WORK TASK:
The expected response is a copy of every line in the entries below that includes the word "soccer".
**** DATA RECORDS
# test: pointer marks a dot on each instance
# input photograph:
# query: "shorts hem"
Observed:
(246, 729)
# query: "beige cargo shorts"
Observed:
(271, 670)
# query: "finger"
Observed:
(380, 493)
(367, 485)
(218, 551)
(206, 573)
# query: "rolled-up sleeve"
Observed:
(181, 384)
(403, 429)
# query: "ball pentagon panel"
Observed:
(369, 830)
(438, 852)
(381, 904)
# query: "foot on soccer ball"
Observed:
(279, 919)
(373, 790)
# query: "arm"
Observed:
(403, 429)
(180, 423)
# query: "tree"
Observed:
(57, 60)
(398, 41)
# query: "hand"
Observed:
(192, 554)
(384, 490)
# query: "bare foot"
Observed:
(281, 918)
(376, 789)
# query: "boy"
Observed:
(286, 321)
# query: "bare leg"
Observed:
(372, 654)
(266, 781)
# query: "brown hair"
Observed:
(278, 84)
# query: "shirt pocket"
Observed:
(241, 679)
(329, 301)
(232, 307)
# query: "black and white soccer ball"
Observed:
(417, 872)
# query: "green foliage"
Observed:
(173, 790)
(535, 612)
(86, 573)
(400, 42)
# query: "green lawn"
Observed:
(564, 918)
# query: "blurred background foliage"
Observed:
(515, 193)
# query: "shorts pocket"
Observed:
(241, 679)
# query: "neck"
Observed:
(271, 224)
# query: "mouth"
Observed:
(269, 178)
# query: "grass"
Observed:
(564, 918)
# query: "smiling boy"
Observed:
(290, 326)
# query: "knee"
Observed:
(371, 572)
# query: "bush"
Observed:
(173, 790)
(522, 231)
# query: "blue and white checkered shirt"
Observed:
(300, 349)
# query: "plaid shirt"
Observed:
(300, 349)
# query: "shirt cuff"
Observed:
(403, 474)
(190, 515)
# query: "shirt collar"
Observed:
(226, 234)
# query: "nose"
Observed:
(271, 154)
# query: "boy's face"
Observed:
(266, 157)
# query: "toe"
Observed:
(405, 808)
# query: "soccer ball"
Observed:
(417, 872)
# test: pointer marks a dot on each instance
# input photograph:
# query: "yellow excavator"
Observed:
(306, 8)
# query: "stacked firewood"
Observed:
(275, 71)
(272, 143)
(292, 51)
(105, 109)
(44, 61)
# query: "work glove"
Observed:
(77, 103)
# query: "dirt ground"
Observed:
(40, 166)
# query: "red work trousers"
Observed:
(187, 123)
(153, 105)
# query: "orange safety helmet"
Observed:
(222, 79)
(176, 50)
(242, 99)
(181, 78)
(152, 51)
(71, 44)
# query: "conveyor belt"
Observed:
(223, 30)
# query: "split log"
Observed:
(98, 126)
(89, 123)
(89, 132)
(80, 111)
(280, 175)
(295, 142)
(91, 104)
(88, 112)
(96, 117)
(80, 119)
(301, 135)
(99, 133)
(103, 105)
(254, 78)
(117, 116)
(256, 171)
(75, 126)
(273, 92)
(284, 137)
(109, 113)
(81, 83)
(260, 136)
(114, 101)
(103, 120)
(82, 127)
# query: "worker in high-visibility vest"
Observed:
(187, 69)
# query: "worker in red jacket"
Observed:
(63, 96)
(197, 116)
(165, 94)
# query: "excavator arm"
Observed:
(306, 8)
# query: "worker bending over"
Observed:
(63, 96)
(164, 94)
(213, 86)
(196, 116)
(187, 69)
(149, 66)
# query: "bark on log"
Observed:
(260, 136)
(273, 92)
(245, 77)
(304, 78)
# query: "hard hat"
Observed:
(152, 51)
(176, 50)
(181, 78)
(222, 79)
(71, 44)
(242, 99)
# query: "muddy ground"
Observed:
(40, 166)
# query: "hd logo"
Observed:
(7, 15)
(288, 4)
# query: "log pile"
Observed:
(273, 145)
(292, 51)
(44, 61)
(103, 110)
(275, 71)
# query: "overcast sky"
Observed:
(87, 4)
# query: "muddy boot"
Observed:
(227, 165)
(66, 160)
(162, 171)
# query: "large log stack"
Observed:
********
RESULT BELOW:
# query: "foot on soccer ball"
# query: "black and white soccer ball"
# query: "soccer ball"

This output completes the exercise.